• _Challenge_
Quote all of the entries word for word.

'''

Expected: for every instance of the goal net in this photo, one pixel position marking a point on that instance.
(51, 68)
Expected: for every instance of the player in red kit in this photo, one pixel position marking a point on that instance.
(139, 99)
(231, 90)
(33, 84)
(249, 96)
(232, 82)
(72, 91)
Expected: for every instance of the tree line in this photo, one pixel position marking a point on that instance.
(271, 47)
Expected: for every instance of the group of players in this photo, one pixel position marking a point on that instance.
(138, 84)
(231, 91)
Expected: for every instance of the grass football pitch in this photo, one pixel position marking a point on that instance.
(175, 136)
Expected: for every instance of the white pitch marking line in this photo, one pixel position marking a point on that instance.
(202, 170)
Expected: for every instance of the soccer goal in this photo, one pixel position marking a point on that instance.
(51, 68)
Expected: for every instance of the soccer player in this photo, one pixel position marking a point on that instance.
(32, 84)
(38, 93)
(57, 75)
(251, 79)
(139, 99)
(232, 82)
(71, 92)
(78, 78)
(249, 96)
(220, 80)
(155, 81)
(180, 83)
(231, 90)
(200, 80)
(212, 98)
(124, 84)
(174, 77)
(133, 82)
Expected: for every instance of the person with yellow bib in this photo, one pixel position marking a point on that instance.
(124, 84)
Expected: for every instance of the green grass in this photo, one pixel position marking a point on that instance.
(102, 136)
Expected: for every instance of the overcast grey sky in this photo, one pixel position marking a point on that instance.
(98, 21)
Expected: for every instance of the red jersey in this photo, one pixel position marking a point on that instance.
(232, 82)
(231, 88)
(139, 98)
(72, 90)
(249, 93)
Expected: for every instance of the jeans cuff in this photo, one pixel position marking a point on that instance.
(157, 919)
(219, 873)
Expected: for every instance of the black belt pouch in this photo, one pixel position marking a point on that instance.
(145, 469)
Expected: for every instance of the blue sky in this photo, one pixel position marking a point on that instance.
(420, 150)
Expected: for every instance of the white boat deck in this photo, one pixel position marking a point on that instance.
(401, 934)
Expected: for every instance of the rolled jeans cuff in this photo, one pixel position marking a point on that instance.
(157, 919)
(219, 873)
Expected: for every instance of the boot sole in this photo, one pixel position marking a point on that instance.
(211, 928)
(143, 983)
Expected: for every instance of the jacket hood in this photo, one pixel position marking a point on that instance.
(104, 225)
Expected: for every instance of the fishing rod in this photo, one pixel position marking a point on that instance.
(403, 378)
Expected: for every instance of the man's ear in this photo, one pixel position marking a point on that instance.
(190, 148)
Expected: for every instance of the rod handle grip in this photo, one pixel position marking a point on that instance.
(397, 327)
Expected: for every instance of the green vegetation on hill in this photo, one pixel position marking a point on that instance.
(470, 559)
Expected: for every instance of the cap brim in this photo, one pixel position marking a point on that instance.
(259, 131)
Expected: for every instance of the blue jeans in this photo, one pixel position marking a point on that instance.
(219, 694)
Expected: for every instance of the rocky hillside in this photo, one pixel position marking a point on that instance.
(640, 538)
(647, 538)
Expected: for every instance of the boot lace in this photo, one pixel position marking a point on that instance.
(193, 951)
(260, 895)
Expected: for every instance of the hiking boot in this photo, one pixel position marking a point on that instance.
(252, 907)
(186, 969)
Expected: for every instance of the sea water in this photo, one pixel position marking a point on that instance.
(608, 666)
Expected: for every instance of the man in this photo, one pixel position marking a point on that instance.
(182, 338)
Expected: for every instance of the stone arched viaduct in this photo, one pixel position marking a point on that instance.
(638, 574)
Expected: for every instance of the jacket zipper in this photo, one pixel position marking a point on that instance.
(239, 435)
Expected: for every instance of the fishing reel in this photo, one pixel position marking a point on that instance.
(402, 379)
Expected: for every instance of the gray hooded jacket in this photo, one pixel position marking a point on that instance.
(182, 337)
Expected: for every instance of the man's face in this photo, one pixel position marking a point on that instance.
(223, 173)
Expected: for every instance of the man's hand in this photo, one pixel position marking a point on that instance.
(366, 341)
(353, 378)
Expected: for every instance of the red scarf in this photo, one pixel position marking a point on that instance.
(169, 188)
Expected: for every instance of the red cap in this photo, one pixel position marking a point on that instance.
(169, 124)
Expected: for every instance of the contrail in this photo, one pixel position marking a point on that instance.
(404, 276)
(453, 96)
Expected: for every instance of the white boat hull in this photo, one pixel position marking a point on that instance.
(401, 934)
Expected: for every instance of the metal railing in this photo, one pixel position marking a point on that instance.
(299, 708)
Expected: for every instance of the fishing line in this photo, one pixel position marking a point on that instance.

'''

• _Answer to the task_
Expected: for every instance of the goal net in this photo, one pixel position marking a point on that instance.
(51, 68)
Expected: for every instance of the player in red kit in this photo, one pixel position marking a point on that instance.
(139, 99)
(231, 90)
(33, 84)
(249, 96)
(232, 82)
(72, 91)
Expected: for every instance of the tree line in this photo, one pixel position marking a point on that instance.
(271, 47)
Expected: for every instance of the group of players in this photo, one pixel position marking a point on that instance.
(138, 84)
(231, 91)
Expected: for every instance of the grass football pitch in this photo, one pixel position marking a point on that instance.
(175, 136)
Expected: for every instance of the white pitch marking line in this photo, one pixel position marking a point on that instance.
(202, 170)
Expected: for every instance of the soccer goal in this photo, one pixel position marking a point on that instance.
(51, 68)
Expected: for every instance of the soccer player in this photo, one pixel position marking a point on that instance.
(32, 84)
(38, 93)
(57, 75)
(251, 79)
(139, 99)
(232, 82)
(71, 92)
(78, 78)
(249, 96)
(220, 80)
(155, 81)
(180, 83)
(231, 90)
(200, 80)
(212, 98)
(124, 84)
(174, 77)
(133, 82)
Expected: for every instance of the person with yellow bib in this photo, one pixel position marking a point on that instance.
(124, 84)
Expected: for every instance of the green grass in this photo, one pixel position marking a point on that instance.
(102, 136)
Expected: for every instance of the overcast grey sky in this photo, one pixel position marking a point on that instance.
(98, 21)
Expected: for every instance of the red jersey in this photo, one pixel position marking a point on that instance.
(232, 82)
(231, 88)
(139, 98)
(72, 90)
(249, 93)
Expected: for every instance of the jeans cuff in this photo, one pixel position marking a point on that instance.
(157, 919)
(219, 873)
Expected: for every instance of the black belt pouch in this photo, one pixel position marking a point on that instance.
(145, 469)
Expected: for every instance of the blue sky in this photo, one pixel position marking a point on that instance.
(420, 150)
Expected: for every instance of the white boat deck in this photo, one pixel position marking a point on that instance.
(401, 934)
Expected: for every instance of the rolled jeans cuff in this photo, one pixel position marking a point on that instance.
(157, 919)
(219, 873)
Expected: for every instance of the boot sole in this photo, one pixel position marking a point on that instance.
(211, 928)
(143, 983)
Expected: for every instance of the jacket hood in this photo, one pixel position marking a point on that instance.
(104, 225)
Expected: for every instance of the fishing rod in this photo, one pixel position marking a point on that instance.
(403, 378)
Expected: for every instance of the man's ear in this photo, one pixel position marking a point on that instance.
(190, 148)
Expected: for every instance of the rod handle grip in this photo, one pixel position marking a point on that instance.
(397, 327)
Expected: for every instance of the green vegetation on hill in this photo, one pixel position marking a point on that instance.
(470, 559)
Expected: for every instance of the cap brim in this photo, one pixel position marking a point on that instance.
(259, 131)
Expected: for every instance of the blue jeans in this photo, one pixel position marking a point on that instance.
(219, 694)
Expected: for every instance of the rocky hillside in this photo, one pixel position marking a point on that instance.
(640, 538)
(647, 538)
Expected: for every instance of the boot lace in this photo, one pixel position marking a point on that instance.
(193, 951)
(260, 895)
Expected: for every instance of the hiking boot in this photo, one pixel position marking a point on that instance.
(252, 907)
(186, 969)
Expected: for every instance of the sea water in this photo, one pixel position marking a point on that instance.
(608, 666)
Expected: for every instance of the man in this photo, one pixel position marking a point on that instance.
(182, 338)
Expected: for every instance of the stone arched viaduct in this photo, one pixel position marking a point on that instance.
(638, 574)
Expected: for every instance of the jacket zipper in this photo, one pixel position marking a point on that instance.
(239, 435)
Expected: for every instance of the fishing reel in this photo, one pixel position marking a point on that instance.
(402, 379)
Expected: for every instance of the gray hooded jacket in this photo, one pixel position marking a point on that instance.
(182, 337)
Expected: for every instance of the man's face in this photo, one pixel position marking a point on that instance.
(223, 173)
Expected: for every instance of the man's hand in this photo, one pixel position marking a point on that instance.
(366, 341)
(353, 378)
Expected: for every instance of the red scarf in this photo, one pixel position marking a point on that instance.
(169, 188)
Expected: for every instance of the red cap in this photo, one pixel position marking a point on that instance.
(169, 124)
Expected: for every instance of the contrail in this photo, one pixel position marking a point on that instance.
(404, 276)
(453, 96)
Expected: for every instance of the white boat hull in this photo, one pixel position marking a point on that instance.
(401, 934)
Expected: for every instance of the metal railing in this photo, one pixel position marking a point on that instance.
(299, 708)
Expected: for every instance of the fishing line in this photo, one pixel position marking a point on that instance.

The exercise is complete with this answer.